◆ **THE EXERCISE**
Put the lines below into a numbered list, from the line with "form [152, 53]." up to and including the last line of the items, skipping blank lines. Leave the pictures out.

──────── RECORDS SUPPLIED ────────

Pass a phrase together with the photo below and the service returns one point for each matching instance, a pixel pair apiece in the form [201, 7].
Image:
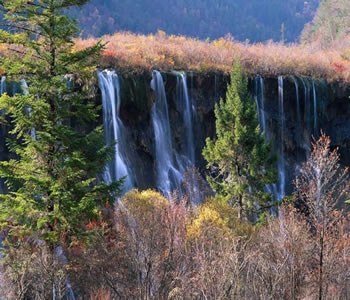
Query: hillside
[130, 53]
[330, 26]
[255, 20]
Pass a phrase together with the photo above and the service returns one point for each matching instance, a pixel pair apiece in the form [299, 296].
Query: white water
[281, 159]
[114, 130]
[3, 85]
[260, 101]
[169, 176]
[186, 107]
[315, 108]
[299, 125]
[25, 91]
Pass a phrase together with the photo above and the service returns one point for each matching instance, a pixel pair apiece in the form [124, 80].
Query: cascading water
[185, 105]
[114, 129]
[25, 91]
[281, 159]
[168, 175]
[315, 108]
[3, 85]
[260, 103]
[299, 127]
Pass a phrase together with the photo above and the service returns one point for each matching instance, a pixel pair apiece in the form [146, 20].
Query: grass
[132, 53]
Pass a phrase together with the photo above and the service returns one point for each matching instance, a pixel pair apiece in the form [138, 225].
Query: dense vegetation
[331, 25]
[132, 53]
[62, 226]
[255, 20]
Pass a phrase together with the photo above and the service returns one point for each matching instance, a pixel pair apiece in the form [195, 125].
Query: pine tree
[52, 178]
[239, 158]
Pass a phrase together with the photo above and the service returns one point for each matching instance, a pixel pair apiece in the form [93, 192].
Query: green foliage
[52, 178]
[239, 158]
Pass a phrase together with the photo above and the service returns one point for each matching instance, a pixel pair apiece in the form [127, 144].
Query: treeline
[150, 247]
[330, 26]
[254, 20]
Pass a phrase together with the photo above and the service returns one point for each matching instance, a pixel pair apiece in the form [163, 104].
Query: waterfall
[185, 105]
[3, 85]
[307, 112]
[281, 160]
[25, 91]
[315, 108]
[299, 128]
[260, 103]
[168, 175]
[114, 129]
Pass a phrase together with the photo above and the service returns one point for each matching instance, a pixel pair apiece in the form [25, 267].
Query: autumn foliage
[129, 52]
[149, 247]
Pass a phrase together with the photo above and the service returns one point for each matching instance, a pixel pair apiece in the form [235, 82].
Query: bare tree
[278, 268]
[321, 186]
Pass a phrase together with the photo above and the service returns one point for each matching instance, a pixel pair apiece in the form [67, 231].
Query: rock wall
[333, 117]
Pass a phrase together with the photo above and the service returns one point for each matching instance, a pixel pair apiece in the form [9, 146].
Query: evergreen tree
[52, 178]
[239, 158]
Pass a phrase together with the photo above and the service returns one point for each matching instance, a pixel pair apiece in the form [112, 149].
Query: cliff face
[291, 111]
[308, 107]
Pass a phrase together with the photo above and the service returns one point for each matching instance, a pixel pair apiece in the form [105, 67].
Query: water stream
[114, 130]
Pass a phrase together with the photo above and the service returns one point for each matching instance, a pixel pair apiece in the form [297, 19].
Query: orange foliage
[131, 53]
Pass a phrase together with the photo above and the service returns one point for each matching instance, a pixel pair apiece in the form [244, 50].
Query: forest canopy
[255, 20]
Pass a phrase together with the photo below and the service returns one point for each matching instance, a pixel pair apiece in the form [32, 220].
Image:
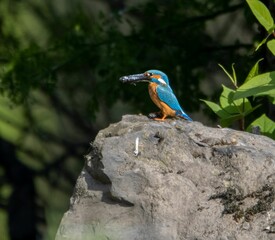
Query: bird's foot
[154, 115]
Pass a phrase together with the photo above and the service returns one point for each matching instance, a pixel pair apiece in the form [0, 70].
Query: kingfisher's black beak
[135, 78]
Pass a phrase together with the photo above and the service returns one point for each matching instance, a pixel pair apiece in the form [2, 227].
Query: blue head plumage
[157, 76]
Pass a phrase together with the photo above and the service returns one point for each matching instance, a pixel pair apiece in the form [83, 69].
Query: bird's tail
[182, 114]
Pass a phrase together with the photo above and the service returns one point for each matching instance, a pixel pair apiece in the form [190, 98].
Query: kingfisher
[160, 92]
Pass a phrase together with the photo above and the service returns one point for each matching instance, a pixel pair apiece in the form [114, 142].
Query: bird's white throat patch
[161, 81]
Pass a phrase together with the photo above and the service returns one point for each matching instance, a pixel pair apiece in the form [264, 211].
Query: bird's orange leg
[161, 119]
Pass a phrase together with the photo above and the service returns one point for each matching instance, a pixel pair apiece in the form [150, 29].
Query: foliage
[236, 104]
[59, 70]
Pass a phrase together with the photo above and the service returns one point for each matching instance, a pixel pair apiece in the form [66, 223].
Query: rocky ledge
[173, 180]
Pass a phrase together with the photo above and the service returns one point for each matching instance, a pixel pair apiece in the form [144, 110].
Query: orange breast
[165, 109]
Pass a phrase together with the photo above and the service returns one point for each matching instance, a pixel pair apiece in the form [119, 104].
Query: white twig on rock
[136, 152]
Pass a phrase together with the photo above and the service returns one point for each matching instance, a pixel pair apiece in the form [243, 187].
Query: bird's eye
[148, 74]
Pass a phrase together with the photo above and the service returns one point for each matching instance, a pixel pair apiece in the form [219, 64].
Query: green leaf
[263, 84]
[261, 43]
[233, 106]
[271, 46]
[234, 75]
[262, 13]
[254, 71]
[266, 125]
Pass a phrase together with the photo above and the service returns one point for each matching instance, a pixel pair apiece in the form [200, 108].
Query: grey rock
[186, 181]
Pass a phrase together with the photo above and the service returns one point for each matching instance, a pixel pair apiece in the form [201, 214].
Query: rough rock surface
[187, 181]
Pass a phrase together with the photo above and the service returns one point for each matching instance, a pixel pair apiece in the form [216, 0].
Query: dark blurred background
[60, 62]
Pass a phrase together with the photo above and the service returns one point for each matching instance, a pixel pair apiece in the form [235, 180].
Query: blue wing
[166, 95]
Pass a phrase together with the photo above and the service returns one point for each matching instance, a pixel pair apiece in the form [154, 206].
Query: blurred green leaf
[262, 14]
[260, 85]
[271, 46]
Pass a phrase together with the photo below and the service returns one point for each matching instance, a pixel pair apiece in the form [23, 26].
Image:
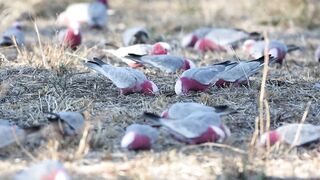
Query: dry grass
[28, 89]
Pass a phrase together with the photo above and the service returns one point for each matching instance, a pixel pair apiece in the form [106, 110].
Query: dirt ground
[28, 89]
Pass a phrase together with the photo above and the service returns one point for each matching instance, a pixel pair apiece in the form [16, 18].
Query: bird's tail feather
[224, 110]
[134, 57]
[292, 47]
[32, 129]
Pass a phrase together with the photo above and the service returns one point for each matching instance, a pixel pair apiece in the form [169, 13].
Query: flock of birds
[191, 122]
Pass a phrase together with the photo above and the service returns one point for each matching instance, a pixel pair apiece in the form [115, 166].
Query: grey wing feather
[226, 36]
[128, 36]
[124, 77]
[120, 76]
[308, 133]
[193, 125]
[242, 71]
[8, 134]
[204, 75]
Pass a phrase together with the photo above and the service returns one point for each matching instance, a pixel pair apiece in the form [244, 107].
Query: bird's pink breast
[72, 40]
[191, 84]
[204, 45]
[223, 83]
[140, 142]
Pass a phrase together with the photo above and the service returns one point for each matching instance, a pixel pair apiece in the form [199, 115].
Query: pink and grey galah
[166, 63]
[135, 35]
[317, 54]
[128, 80]
[293, 134]
[71, 37]
[223, 39]
[183, 109]
[139, 137]
[220, 74]
[199, 79]
[67, 123]
[140, 50]
[10, 133]
[197, 128]
[190, 39]
[45, 170]
[94, 14]
[277, 49]
[13, 33]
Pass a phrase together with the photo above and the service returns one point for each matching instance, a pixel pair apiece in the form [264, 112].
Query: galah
[10, 132]
[139, 137]
[135, 35]
[183, 109]
[240, 73]
[94, 14]
[287, 133]
[45, 170]
[128, 80]
[15, 31]
[71, 37]
[317, 54]
[200, 79]
[276, 48]
[190, 39]
[223, 39]
[221, 74]
[68, 123]
[166, 63]
[197, 128]
[141, 50]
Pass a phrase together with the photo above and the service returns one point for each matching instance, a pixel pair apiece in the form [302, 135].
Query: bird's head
[184, 85]
[188, 64]
[189, 40]
[247, 45]
[160, 48]
[149, 88]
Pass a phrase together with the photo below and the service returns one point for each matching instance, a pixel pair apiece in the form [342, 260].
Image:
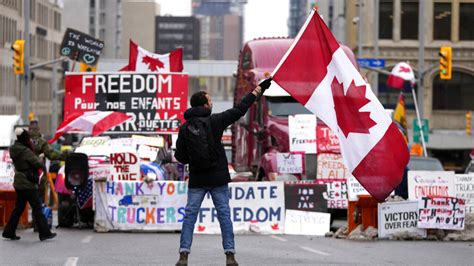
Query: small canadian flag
[141, 60]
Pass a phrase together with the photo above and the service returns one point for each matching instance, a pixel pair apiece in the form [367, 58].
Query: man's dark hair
[199, 99]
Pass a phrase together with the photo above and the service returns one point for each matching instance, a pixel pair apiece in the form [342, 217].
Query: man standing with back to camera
[199, 145]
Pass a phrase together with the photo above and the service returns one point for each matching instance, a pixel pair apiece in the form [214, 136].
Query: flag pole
[418, 119]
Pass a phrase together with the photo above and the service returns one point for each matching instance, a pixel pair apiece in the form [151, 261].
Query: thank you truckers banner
[156, 102]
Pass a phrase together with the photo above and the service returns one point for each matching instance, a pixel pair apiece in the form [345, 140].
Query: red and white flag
[141, 60]
[318, 73]
[400, 73]
[93, 122]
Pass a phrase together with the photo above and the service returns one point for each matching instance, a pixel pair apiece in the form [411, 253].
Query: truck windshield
[285, 106]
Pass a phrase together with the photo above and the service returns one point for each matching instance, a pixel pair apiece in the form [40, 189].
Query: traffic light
[19, 57]
[445, 62]
[469, 123]
[87, 68]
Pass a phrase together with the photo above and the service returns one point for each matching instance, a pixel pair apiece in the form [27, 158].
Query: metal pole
[419, 121]
[54, 88]
[421, 54]
[375, 85]
[25, 105]
[360, 30]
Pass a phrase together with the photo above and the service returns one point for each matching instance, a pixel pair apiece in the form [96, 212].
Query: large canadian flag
[318, 73]
[141, 60]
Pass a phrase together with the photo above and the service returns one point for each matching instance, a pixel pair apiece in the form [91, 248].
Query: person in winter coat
[214, 179]
[25, 182]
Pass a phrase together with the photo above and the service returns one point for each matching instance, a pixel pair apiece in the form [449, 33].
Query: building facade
[174, 32]
[444, 102]
[221, 28]
[45, 39]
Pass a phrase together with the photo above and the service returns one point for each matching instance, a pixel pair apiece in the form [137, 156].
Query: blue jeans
[220, 197]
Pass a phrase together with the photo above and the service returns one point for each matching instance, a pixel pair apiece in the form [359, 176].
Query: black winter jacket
[219, 175]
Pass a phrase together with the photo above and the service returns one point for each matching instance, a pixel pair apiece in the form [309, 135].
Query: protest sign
[7, 171]
[354, 189]
[131, 205]
[125, 166]
[257, 204]
[327, 140]
[307, 223]
[288, 163]
[79, 46]
[336, 195]
[305, 196]
[441, 213]
[430, 183]
[464, 189]
[397, 217]
[302, 133]
[330, 167]
[156, 102]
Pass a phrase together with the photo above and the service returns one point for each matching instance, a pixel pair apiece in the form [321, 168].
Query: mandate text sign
[81, 47]
[156, 102]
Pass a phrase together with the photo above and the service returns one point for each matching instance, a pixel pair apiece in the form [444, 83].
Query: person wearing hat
[25, 182]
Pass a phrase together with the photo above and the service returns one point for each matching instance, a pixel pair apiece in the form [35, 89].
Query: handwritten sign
[336, 195]
[441, 213]
[155, 102]
[302, 133]
[307, 223]
[289, 163]
[396, 217]
[430, 183]
[305, 196]
[131, 205]
[330, 167]
[354, 189]
[257, 204]
[125, 166]
[465, 190]
[79, 46]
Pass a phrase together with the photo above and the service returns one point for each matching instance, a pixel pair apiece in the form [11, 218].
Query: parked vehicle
[263, 131]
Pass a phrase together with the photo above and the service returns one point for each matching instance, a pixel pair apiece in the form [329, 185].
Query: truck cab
[263, 131]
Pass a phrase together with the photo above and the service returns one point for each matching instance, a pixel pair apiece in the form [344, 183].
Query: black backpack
[199, 143]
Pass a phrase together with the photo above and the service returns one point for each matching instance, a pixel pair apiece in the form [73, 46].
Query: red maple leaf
[349, 118]
[201, 228]
[153, 63]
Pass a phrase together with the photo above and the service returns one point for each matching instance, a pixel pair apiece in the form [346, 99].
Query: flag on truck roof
[319, 74]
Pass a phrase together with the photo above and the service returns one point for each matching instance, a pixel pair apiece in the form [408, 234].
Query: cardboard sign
[336, 195]
[327, 140]
[430, 183]
[305, 196]
[288, 163]
[156, 102]
[129, 205]
[464, 189]
[441, 213]
[257, 204]
[125, 166]
[396, 217]
[330, 167]
[307, 223]
[354, 189]
[302, 133]
[81, 47]
[7, 171]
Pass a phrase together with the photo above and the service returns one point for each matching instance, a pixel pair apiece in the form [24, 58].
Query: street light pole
[25, 105]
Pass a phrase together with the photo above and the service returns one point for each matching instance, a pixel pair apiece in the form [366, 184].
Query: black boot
[183, 259]
[230, 259]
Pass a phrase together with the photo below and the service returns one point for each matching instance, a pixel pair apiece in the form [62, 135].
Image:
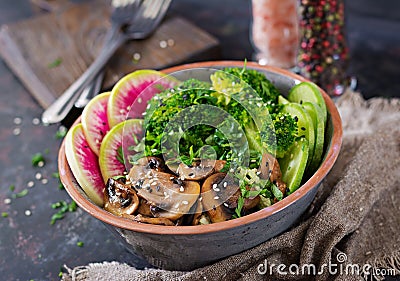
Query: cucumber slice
[305, 124]
[316, 114]
[307, 91]
[293, 164]
[282, 100]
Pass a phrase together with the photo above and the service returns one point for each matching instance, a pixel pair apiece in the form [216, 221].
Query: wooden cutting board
[50, 51]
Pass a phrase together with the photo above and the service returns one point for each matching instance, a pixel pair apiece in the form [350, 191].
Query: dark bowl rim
[67, 177]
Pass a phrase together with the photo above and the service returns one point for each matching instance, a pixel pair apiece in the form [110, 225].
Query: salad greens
[238, 117]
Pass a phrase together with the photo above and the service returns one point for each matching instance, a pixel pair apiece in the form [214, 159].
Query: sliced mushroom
[270, 168]
[120, 198]
[215, 190]
[144, 208]
[170, 196]
[144, 219]
[152, 162]
[200, 169]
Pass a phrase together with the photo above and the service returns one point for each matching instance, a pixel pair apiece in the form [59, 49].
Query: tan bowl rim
[66, 175]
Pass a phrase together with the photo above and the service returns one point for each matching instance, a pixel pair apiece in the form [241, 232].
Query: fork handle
[57, 111]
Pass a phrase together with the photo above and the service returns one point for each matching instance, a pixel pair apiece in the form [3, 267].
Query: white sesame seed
[137, 56]
[35, 121]
[17, 120]
[170, 42]
[16, 131]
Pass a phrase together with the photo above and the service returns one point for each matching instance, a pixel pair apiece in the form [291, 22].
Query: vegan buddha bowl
[198, 162]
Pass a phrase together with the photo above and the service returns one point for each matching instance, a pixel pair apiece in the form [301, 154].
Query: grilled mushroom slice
[170, 196]
[159, 221]
[200, 169]
[120, 198]
[215, 190]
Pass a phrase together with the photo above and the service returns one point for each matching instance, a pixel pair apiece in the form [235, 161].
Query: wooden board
[74, 35]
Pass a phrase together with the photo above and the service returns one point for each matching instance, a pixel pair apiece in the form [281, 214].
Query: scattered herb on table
[56, 175]
[20, 194]
[63, 207]
[38, 160]
[55, 63]
[61, 132]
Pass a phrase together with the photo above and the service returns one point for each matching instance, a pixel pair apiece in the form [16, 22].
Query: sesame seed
[35, 121]
[16, 131]
[17, 120]
[170, 42]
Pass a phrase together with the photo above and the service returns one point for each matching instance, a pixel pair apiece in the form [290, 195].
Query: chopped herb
[20, 194]
[63, 207]
[120, 155]
[37, 158]
[55, 63]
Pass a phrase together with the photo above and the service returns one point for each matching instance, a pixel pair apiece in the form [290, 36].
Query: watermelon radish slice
[114, 149]
[141, 85]
[84, 164]
[95, 122]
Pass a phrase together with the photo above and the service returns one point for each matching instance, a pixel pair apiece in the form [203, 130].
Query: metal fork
[125, 26]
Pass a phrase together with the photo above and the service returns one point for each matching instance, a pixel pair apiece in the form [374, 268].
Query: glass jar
[275, 32]
[323, 53]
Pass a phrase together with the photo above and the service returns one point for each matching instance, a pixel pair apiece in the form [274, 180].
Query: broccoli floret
[235, 79]
[279, 134]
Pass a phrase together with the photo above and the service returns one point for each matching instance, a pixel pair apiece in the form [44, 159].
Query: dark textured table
[31, 248]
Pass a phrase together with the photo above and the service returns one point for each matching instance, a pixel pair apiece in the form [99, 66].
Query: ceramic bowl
[189, 247]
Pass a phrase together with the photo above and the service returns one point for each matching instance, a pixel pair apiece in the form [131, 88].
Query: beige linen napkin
[350, 232]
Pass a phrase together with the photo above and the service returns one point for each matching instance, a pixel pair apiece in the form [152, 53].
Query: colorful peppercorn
[323, 52]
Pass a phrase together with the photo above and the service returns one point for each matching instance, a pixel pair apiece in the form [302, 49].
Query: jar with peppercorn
[323, 54]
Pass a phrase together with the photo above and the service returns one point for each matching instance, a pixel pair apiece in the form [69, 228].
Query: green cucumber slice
[294, 164]
[305, 124]
[316, 114]
[307, 91]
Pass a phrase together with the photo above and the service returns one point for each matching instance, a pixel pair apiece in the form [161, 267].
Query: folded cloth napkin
[350, 232]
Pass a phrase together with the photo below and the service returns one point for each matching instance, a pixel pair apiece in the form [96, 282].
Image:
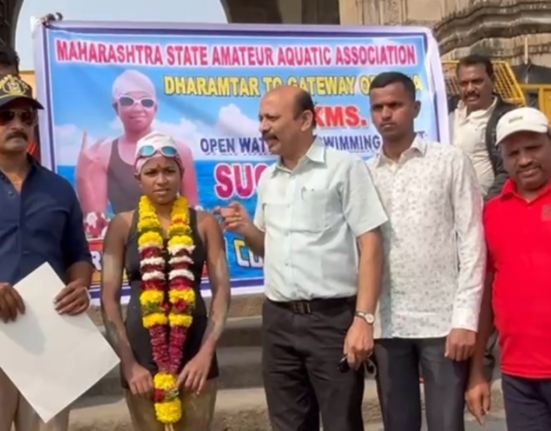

────────

◆ **ANSWER**
1. Pass a phrase together with the photo above and the service returns one point for each matching instance, a pixel pair apiece in the form [152, 53].
2. Query: colorful peppercorn
3. [323, 52]
4. Pass a phrase together with the photo above and the service returns one point for each matching instance, a pixel pair apiece in the form [302, 49].
5. Query: jar with peppercorn
6. [323, 54]
7. Pass a phrase together with the photo above and the service returns one point for each matching instance, a pixel pair apiece in the form [69, 228].
8. Query: green cucumber slice
9. [294, 164]
10. [305, 124]
11. [316, 114]
12. [307, 91]
13. Pass a phrase together with the photo above and the service returns one point for each matching instance, a pixel pair apiece in the form [161, 267].
14. Query: folded cloth napkin
15. [350, 232]
16. Pass a phrase together with the photo below and the service returns one point for each matching instance, a pixel pair apiece in the form [96, 282].
17. Image:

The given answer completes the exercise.